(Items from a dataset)
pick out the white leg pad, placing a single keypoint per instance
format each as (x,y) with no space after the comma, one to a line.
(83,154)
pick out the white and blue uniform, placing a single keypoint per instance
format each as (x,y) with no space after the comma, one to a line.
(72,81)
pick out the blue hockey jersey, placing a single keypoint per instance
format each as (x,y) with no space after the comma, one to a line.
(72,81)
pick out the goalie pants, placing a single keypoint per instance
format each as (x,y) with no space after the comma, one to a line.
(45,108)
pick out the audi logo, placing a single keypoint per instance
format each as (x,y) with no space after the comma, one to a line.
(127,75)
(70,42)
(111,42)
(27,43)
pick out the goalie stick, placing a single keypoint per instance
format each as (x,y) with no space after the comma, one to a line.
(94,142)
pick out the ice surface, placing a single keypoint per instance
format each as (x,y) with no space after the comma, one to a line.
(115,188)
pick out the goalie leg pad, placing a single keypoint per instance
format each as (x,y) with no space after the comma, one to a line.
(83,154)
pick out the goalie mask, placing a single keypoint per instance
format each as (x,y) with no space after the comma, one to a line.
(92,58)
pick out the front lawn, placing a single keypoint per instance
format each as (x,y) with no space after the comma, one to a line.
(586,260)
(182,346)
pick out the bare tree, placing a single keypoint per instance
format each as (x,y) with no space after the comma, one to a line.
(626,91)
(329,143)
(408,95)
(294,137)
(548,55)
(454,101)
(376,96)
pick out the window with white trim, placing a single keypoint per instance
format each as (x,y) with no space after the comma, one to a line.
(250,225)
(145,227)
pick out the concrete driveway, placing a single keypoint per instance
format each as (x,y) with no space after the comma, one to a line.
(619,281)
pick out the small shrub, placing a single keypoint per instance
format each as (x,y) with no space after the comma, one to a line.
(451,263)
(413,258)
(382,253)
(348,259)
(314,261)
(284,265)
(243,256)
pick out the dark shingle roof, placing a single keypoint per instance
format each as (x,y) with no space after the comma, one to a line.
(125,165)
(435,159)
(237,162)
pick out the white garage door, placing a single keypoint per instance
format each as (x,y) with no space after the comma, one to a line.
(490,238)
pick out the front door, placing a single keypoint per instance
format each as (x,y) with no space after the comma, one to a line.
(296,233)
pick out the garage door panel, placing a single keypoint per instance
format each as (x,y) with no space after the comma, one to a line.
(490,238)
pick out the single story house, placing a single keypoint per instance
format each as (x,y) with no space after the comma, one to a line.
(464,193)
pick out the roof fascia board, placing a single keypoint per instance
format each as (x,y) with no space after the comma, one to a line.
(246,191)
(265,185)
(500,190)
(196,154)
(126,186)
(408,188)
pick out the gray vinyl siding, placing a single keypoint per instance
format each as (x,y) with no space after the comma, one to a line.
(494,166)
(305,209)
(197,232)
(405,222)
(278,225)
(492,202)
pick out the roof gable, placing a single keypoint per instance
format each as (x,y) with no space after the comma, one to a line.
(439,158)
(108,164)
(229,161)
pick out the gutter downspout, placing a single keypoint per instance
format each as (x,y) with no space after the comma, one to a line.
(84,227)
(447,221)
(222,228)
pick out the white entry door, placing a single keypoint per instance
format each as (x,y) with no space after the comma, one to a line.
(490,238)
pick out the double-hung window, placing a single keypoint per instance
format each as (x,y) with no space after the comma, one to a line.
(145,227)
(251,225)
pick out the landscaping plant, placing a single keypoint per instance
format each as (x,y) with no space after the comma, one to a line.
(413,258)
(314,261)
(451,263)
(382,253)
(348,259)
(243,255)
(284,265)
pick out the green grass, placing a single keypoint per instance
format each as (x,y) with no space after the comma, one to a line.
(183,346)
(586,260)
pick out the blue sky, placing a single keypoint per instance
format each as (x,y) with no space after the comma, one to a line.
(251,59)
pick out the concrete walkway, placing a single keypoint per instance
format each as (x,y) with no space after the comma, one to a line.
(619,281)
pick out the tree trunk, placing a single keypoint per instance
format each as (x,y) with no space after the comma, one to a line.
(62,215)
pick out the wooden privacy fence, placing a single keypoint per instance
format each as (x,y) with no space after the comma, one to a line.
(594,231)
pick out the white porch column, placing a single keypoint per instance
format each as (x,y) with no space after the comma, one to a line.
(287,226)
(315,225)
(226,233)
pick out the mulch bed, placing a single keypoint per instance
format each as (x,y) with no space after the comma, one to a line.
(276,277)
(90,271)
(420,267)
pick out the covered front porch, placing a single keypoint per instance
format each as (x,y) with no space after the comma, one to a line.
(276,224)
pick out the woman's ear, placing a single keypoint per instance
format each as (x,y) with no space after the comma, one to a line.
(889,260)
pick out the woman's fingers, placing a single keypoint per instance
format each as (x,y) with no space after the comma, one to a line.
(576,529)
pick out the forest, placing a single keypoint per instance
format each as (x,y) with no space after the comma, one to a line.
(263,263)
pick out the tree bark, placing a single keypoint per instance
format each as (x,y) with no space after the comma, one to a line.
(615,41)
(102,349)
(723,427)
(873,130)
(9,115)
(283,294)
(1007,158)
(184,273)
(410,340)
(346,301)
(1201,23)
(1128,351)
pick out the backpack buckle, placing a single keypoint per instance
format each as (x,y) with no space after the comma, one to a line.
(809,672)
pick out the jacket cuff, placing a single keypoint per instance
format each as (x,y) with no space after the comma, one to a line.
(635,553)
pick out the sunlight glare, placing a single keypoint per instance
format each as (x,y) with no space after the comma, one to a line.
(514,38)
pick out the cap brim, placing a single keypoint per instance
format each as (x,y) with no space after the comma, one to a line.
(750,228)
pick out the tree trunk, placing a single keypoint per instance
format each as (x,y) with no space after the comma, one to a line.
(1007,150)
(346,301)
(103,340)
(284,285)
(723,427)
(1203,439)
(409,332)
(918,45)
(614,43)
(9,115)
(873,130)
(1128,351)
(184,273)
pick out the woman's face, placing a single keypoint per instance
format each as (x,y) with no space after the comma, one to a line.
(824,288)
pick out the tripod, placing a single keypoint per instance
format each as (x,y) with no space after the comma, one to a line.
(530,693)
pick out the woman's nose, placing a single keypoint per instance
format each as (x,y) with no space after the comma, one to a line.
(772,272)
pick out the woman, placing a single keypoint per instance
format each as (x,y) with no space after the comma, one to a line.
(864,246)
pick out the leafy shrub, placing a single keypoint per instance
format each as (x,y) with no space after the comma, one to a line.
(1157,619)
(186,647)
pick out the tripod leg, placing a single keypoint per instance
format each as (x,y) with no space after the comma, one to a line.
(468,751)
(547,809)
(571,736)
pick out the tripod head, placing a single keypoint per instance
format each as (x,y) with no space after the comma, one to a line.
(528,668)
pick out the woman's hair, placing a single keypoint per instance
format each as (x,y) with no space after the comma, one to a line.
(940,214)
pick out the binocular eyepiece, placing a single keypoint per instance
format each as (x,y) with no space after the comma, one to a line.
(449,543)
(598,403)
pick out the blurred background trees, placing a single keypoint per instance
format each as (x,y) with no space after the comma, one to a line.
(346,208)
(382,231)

#### AIM OF THE EXERCISE
Return exactly, and only, the line containing "pick out the woman's face, placing" and every line after it through the end of the material.

#### THE OUTPUT
pick out the woman's face, placing a single keypoint per instance
format each as (x,y) with no space after the comma, one to a line.
(824,288)
pick out the tripod, placing a single keypoint per instance
format each as (x,y) with no space after the comma, one to a line.
(530,693)
pick out the woman's nose, placing a single keypoint per instance
format each as (x,y) with no space after the comma, one to a line.
(772,272)
pick out the woman, placing a single keypoint per instance
format each as (x,y) with no space after the comma, one to a line.
(864,246)
pick out the leafy shrub, placing a single keypoint per instance
format each as (x,y) with no space after the comma, one to a line.
(1157,619)
(186,647)
pick out the tripod leg, placing a single keypoint per instance
format each as (x,y) with no space after the comma, one to a line.
(468,751)
(547,809)
(571,736)
pick out the tripod head, placing a single keypoint per instance
format each as (x,y) with no space after the comma, one to a line.
(528,668)
pick out the woman's hair, placing a single keypoint per instance
format each as (x,y) with no space after the comma, one to a line.
(940,214)
pick out the binocular eyepiece, placing a single keypoint per instance
format each as (x,y) with no space after the comma, one to a line.
(449,543)
(598,403)
pick out the blurred background trees, placing a single keypoint per instance
format each as (x,y) with no space after the comma, one to a line.
(346,208)
(382,231)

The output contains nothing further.